Rewrite the data below, replacing every occurrence of "Drop one point" with "Place one point" and leaving everything else unchanged.

(Rows from a pointing dataset)
— Start —

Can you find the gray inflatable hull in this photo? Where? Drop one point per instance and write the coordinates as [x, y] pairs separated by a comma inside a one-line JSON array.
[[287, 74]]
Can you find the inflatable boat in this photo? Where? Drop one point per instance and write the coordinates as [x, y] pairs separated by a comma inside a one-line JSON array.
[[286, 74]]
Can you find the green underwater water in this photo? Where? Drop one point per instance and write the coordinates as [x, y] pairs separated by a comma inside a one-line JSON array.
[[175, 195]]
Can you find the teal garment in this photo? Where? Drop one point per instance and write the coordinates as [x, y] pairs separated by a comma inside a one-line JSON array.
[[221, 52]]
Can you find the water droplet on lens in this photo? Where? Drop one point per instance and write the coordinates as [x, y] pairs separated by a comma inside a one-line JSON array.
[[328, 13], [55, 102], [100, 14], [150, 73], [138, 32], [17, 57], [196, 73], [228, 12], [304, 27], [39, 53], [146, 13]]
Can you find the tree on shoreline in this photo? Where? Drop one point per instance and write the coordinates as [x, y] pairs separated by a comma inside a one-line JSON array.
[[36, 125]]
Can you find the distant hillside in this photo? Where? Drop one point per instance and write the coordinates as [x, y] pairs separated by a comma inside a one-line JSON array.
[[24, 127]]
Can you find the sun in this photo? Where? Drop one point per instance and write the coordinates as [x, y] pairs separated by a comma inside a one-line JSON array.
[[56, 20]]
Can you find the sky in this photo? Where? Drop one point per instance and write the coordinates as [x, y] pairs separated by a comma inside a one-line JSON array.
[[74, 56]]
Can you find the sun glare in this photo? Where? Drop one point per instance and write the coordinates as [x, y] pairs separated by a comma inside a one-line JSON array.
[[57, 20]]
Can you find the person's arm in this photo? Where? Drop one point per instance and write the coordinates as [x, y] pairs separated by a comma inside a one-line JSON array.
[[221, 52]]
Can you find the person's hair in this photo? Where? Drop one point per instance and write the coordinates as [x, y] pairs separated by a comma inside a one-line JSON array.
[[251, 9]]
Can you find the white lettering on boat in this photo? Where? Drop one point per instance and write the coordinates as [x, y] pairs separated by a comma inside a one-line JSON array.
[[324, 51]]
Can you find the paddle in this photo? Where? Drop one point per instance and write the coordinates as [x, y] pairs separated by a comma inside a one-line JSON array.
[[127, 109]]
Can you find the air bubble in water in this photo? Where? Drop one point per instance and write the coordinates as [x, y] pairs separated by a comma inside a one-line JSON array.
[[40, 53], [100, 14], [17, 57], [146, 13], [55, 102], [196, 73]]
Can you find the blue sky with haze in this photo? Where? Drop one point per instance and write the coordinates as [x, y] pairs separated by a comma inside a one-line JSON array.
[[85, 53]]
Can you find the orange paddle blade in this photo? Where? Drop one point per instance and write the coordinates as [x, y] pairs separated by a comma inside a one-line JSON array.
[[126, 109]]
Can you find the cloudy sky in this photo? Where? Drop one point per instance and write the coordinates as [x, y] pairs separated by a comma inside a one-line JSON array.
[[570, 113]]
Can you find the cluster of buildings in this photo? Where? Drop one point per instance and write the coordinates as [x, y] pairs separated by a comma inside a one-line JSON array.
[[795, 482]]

— End —

**SOLUTION FOR THIS EXERCISE:**
Can you find the gray inflatable hull in this photo? Where? Place one point per instance and write the coordinates as [x, y] pairs separated by a comma inside a one-line JSON array.
[[287, 74]]
Can you find the inflatable boat in this photo? Where? Place one point per instance and write the coordinates as [x, y] pairs separated by a comma inside a one-line JSON array.
[[286, 74]]
Can you find the green underwater water in this photo? Where? Place one point per instance and write the coordinates as [x, y] pairs separated by a comma inside a one-line JSON array.
[[175, 195]]
Can you find the teal garment in this photo? Where? Place one point per instance and write the coordinates as [x, y] pairs separated by a comma inside a one-line JSON array.
[[221, 52]]
Can you find the water droplet on lens in this photo? Where? Place one point per instance and write the coordinates as [x, y] pairs separated by a comma inside a one-line JSON array.
[[328, 13], [55, 102], [100, 14], [150, 73], [138, 32], [17, 57], [196, 73], [228, 12], [304, 27], [39, 53], [146, 13]]
Can you find the tree on shoreline in this photo? Where? Place one point per instance and write the coordinates as [x, y] pairs separated by a comma inside a one-line JSON array.
[[36, 125]]
Can you find the distant hillside in this photo? Where? Place one point per instance and write the coordinates as [x, y] pairs separated by a comma inside a one-line JSON array.
[[24, 127]]
Can you find the sun in this photo? Where? Place one point per instance and write the coordinates as [x, y] pairs separated by a comma inside a one-line JSON array.
[[56, 20]]
Can you find the sky in this photo? Where? Place one point per instance and write the coordinates as [x, y] pairs separated by a comma inside a one-line JSON array.
[[74, 56]]
Can you find the sun glare in this photo? Where? Place one point per instance and write the coordinates as [x, y] pairs separated by a comma inside a one-line JSON array.
[[57, 20]]
Can you find the person's arm in this photo? Where? Place one point per instance and write the coordinates as [x, y] pairs separated by a comma inside a one-line JSON array.
[[221, 52]]
Can you find the person's hair in this photo? Where? Place one point per instance and write the coordinates as [x, y] pairs separated by a comma inside a one-line JSON array.
[[251, 9]]
Can you find the white lettering on boat in this photo? Where? Place one point per instance and write the coordinates as [x, y] pairs separated by a comma inside a one-line JSON array.
[[324, 51]]
Can you find the paddle in this photo? Where? Place one point per instance and write the coordinates as [x, y] pairs separated by a comma inside a one-line JSON array.
[[127, 109]]
Can you find the air bubble in water in this photo? Where? Place one point per instance and write the coordinates as [x, y] pairs separated by a comma inside a one-line JSON array.
[[40, 53], [100, 14], [17, 57], [146, 13], [55, 102], [196, 73]]
Can you find the blue sky with haze in this photo? Where? Place one point per instance and write the coordinates as [x, y] pairs separated by a comma inside a one-line JSON array.
[[85, 53]]
Can you find the orange paddle blade in this photo? Where? Place one point per instance and write the coordinates as [x, y] pairs separated by a comma inside a one-line JSON array.
[[126, 109]]
Can you find the cloudy sky in this photo? Where? Place one point per instance and write the coordinates as [x, y] pairs separated by a comma inside a one-line JSON array.
[[570, 113]]
Can you find the cluster of buildings in this photo? Where? Place one point per instance and write the coordinates as [x, y] pairs separated by a comma inside a one-line JSON array.
[[795, 482]]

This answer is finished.